Tout est donc dans l'équilibre,...

M. Roland du Luart. Tout à fait !

M. Jacques Blanc. ... et c'est le mérite de ce texte que d'ouvrir la grande voie qui nous permettra de l'atteindre. (M. Jean-Louis Carrère s'exclame.)

Dans le parc national des Cévennes, qui se trouve partiellement dans mon département, on a si bien interdit la chasse que, les cervidés, aujourd'hui, détruisent la forêt.

M. Roland du Luart. Il faut y introduire des loups !

M. Jacques Blanc. La nature a besoin d'une autorégulation dont les chasseurs sont un élément indispensable. Il nous faut donc pouvoir nous appuyer sur des constatations scientifiques objectives, avoir une approche intelligente de la réalité et trouver le moyen de faire évoluer cette directive européenne, qui nous gêne, certes, mais qui existe.

M. Jean-Louis Carrère. La directive, qui l'a prise ?

M. le président. Veuillez poursuivre, monsieur Blanc !

M. Jacques Blanc. Les travaux scientifiques que vous avez suscités, madame la ministre, nous donneront les éléments nécessaires, et je tiens à vous en féliciter.

========================================

▶ Consignes à suivre
Reproduisez mot pour mot le passage de l'extrait sur la chasse en partant de « M. Roland du Luart. Il » et en vous arrêtant à « vous en féliciter. ». La liste présentée ensuite n'a aucun rôle à jouer ici.

========================================

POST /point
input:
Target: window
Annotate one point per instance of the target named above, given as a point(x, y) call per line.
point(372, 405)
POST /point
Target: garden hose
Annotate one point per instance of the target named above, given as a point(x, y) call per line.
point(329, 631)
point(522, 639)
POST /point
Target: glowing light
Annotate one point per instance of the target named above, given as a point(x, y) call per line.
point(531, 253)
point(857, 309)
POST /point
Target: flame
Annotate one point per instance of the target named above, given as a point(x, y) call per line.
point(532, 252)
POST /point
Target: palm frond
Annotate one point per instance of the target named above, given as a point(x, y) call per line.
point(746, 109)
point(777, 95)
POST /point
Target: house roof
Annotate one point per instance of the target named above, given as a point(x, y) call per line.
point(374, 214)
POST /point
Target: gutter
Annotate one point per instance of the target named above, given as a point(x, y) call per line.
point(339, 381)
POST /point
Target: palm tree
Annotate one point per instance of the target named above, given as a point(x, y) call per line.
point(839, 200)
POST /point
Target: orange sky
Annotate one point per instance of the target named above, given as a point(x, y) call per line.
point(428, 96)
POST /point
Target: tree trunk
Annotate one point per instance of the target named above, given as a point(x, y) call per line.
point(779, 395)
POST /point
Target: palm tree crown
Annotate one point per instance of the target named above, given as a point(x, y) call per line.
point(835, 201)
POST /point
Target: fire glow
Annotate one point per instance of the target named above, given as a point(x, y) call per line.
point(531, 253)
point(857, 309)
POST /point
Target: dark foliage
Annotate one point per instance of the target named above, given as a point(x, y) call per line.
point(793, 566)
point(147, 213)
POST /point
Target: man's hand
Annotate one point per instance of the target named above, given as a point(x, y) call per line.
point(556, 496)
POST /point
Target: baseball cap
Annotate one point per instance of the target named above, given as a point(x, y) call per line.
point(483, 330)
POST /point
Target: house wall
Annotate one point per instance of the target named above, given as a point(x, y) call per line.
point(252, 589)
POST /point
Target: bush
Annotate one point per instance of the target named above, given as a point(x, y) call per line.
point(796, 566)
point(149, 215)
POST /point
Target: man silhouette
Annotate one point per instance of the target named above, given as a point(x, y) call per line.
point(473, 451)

========================================

▶ Résultat obtenu
M. Roland du Luart. Il faut y introduire des loups !

M. Jacques Blanc. La nature a besoin d'une autorégulation dont les chasseurs sont un élément indispensable. Il nous faut donc pouvoir nous appuyer sur des constatations scientifiques objectives, avoir une approche intelligente de la réalité et trouver le moyen de faire évoluer cette directive européenne, qui nous gêne, certes, mais qui existe.

M. Jean-Louis Carrère. La directive, qui l'a prise ?

M. le président. Veuillez poursuivre, monsieur Blanc !

M. Jacques Blanc. Les travaux scientifiques que vous avez suscités, madame la ministre, nous donneront les éléments nécessaires, et je tiens à vous en féliciter.